Exercise details: All lines from the one with "Double-check for me: is the row" to the end of the entries below must be written out exactly. Leave out any other line.

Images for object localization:

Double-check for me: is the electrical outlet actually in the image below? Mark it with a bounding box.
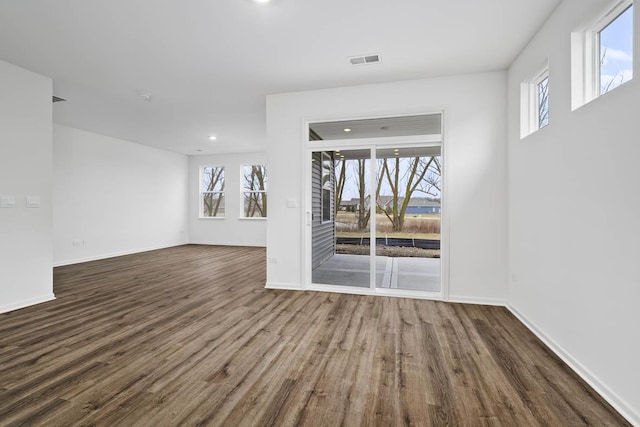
[267,257,279,263]
[0,195,15,208]
[26,195,40,208]
[72,240,81,247]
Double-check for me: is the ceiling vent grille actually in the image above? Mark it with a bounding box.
[348,53,381,66]
[52,96,67,103]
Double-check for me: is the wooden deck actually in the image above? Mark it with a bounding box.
[0,245,629,426]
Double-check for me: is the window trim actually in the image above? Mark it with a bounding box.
[200,165,225,219]
[571,0,633,110]
[240,164,267,219]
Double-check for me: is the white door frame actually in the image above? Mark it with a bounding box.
[301,112,449,301]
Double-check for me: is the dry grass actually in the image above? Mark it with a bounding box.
[336,213,441,239]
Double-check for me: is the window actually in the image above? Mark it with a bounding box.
[242,165,267,218]
[537,74,549,128]
[321,152,332,223]
[599,4,634,94]
[201,166,225,217]
[520,63,549,138]
[572,0,634,109]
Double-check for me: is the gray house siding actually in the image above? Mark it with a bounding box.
[312,152,335,270]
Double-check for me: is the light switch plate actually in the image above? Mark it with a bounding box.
[26,195,40,208]
[286,198,298,208]
[0,195,16,208]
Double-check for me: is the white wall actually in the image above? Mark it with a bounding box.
[507,0,640,423]
[266,72,508,303]
[53,125,189,265]
[0,59,54,313]
[189,152,267,247]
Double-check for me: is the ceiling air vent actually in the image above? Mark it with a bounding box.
[52,96,67,103]
[348,53,381,66]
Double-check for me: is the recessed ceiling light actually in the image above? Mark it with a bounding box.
[253,0,271,3]
[208,135,217,141]
[344,128,351,132]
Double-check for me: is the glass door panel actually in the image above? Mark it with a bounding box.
[311,149,372,288]
[374,147,441,291]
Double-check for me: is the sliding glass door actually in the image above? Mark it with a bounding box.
[307,114,443,296]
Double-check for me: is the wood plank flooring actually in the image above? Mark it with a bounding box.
[0,245,629,426]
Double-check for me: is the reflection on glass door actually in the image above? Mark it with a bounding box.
[311,149,371,287]
[374,147,441,291]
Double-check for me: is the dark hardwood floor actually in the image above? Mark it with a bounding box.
[0,245,629,426]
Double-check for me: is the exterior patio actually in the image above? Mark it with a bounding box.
[312,253,440,292]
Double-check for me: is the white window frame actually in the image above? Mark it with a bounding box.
[520,62,550,139]
[571,0,634,110]
[240,164,267,219]
[200,165,225,219]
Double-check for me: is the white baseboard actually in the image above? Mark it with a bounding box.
[189,241,266,248]
[507,304,639,427]
[448,295,506,306]
[266,284,506,306]
[265,282,303,290]
[0,293,56,314]
[305,284,376,296]
[53,242,188,267]
[304,284,446,301]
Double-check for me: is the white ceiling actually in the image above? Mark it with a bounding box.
[0,0,561,155]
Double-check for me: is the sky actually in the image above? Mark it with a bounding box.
[600,5,634,93]
[336,157,441,201]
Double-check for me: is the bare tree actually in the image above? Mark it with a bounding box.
[418,156,441,197]
[203,166,224,216]
[334,157,346,216]
[538,76,549,127]
[244,165,267,217]
[378,157,430,232]
[349,159,384,231]
[600,47,630,94]
[355,160,369,230]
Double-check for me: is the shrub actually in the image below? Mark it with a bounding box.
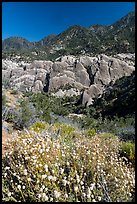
[10,89,19,95]
[2,94,7,107]
[84,128,96,137]
[3,79,10,89]
[119,141,135,164]
[15,99,33,129]
[31,121,49,133]
[2,123,135,202]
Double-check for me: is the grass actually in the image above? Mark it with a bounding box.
[2,122,135,202]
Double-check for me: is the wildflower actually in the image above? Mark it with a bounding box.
[4,173,7,177]
[54,190,61,198]
[42,193,48,201]
[98,196,102,201]
[52,176,57,181]
[90,183,95,191]
[39,163,42,167]
[60,168,64,174]
[66,161,70,166]
[17,185,21,190]
[8,192,12,197]
[87,193,91,199]
[80,181,84,185]
[22,186,25,189]
[38,194,41,199]
[74,185,78,192]
[48,175,52,181]
[5,166,10,170]
[27,177,31,182]
[44,164,48,172]
[65,193,68,198]
[62,179,67,186]
[23,169,27,175]
[46,148,49,152]
[42,174,47,179]
[39,149,43,154]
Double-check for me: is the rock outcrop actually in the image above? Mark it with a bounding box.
[2,53,135,105]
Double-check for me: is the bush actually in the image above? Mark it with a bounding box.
[84,128,96,137]
[119,141,135,164]
[14,99,33,129]
[2,122,135,202]
[2,94,7,107]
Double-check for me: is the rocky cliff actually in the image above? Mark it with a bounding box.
[2,53,135,106]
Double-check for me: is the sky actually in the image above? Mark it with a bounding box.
[2,2,135,42]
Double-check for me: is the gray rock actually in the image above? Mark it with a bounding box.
[2,54,135,106]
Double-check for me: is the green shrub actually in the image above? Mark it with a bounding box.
[2,94,7,107]
[85,128,96,137]
[10,89,18,95]
[119,141,135,164]
[31,121,48,133]
[15,99,33,129]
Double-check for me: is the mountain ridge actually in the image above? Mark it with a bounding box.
[2,11,135,60]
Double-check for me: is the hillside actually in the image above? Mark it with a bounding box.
[2,11,135,61]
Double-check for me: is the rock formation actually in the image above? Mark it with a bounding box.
[2,53,135,106]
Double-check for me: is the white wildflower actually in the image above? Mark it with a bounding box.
[98,196,102,201]
[23,169,27,176]
[44,164,48,172]
[54,190,61,198]
[74,185,78,192]
[66,161,70,166]
[42,174,47,179]
[46,148,49,152]
[48,175,52,181]
[42,193,48,201]
[62,179,67,186]
[90,183,95,191]
[4,173,7,177]
[39,149,43,154]
[39,163,42,167]
[60,168,64,174]
[27,177,31,182]
[17,185,21,190]
[5,166,10,170]
[80,181,84,185]
[8,192,12,197]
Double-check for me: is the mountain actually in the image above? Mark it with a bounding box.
[2,37,34,50]
[2,11,135,60]
[34,34,57,47]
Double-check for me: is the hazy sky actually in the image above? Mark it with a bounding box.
[2,2,135,42]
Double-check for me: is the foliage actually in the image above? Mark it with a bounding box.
[3,79,10,89]
[2,122,135,202]
[14,99,34,129]
[2,94,7,107]
[119,141,135,164]
[84,128,96,137]
[92,72,135,117]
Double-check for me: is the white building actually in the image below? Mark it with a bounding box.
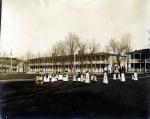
[28,52,114,74]
[127,48,150,73]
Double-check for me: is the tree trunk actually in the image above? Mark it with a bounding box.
[116,55,121,69]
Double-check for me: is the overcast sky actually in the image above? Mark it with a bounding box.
[1,0,150,57]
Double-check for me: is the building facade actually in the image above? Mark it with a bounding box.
[20,48,150,74]
[28,52,114,74]
[0,57,22,73]
[127,48,150,73]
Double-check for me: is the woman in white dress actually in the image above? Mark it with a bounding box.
[113,67,117,80]
[51,73,55,82]
[81,73,84,82]
[77,72,81,82]
[94,74,97,81]
[85,71,90,83]
[117,67,121,80]
[121,66,125,82]
[132,70,138,81]
[49,74,52,82]
[55,73,58,81]
[103,66,108,84]
[63,74,69,81]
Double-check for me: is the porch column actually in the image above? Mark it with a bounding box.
[133,53,135,72]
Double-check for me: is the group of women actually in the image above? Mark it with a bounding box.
[36,67,138,85]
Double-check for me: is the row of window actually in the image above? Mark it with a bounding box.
[130,53,149,59]
[30,64,107,69]
[131,63,149,69]
[29,56,109,64]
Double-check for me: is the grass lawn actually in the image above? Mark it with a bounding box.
[0,73,149,119]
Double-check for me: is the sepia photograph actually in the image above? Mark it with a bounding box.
[0,0,150,119]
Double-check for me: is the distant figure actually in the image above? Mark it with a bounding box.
[73,74,76,81]
[91,74,94,81]
[113,67,117,80]
[36,75,43,85]
[55,73,58,81]
[94,74,97,81]
[51,73,55,82]
[117,67,121,80]
[47,74,50,82]
[103,66,108,84]
[49,74,52,82]
[58,72,63,81]
[77,72,81,81]
[108,64,112,73]
[63,73,68,81]
[85,71,90,83]
[132,70,138,81]
[121,66,125,82]
[43,74,49,82]
[66,74,69,81]
[81,73,84,82]
[91,74,97,81]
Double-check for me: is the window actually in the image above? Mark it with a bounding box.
[135,54,140,59]
[131,63,134,68]
[146,63,150,69]
[141,53,145,59]
[131,54,141,59]
[131,54,134,59]
[145,53,149,59]
[135,63,140,68]
[141,63,145,68]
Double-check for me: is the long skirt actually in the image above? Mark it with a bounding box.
[121,73,125,82]
[113,73,116,80]
[81,75,84,82]
[94,75,97,81]
[58,75,63,80]
[78,77,81,81]
[51,77,55,82]
[85,77,90,83]
[117,73,120,79]
[73,75,76,81]
[91,75,94,81]
[132,73,138,81]
[103,73,108,84]
[64,75,68,81]
[43,76,48,82]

Response box:
Double-check for me: is the row of window actually in the image above? Mark it with a bounding box.
[130,53,149,59]
[30,64,107,69]
[131,63,149,69]
[29,56,109,64]
Double-check for me: is the grass lawn actually in the image above? Mark it with a bounding box.
[0,73,149,119]
Double-check for me: is the sepia photograph actually in the image above? Mark it with a bounding box.
[0,0,150,119]
Double-check for me: is the distant figure actually in the image above? Mark it with a bounding box.
[73,74,76,81]
[91,74,94,81]
[113,67,117,80]
[36,75,43,85]
[55,73,58,81]
[94,74,97,81]
[51,73,55,82]
[117,67,121,80]
[47,74,50,82]
[103,66,108,84]
[49,74,52,82]
[58,72,63,81]
[77,72,81,81]
[108,64,112,73]
[63,73,68,81]
[85,71,90,83]
[132,70,138,81]
[121,66,125,82]
[43,74,49,82]
[66,74,69,81]
[81,73,84,82]
[91,74,97,81]
Double-check for me: is the window actually in the image above? Mark it with a bounding box.
[135,54,140,59]
[131,63,134,68]
[146,63,150,69]
[141,53,145,59]
[131,54,141,59]
[131,54,134,59]
[145,53,149,59]
[135,63,140,68]
[141,63,145,68]
Double-check for me: is the long skirt actually in the image above? Mark it with a bounding box.
[121,73,125,82]
[113,73,116,80]
[81,75,84,82]
[94,75,97,81]
[58,75,63,80]
[78,77,81,81]
[51,77,55,82]
[85,77,90,83]
[117,73,120,79]
[73,75,76,81]
[91,75,94,81]
[132,73,138,81]
[103,73,108,84]
[64,75,68,81]
[43,76,48,82]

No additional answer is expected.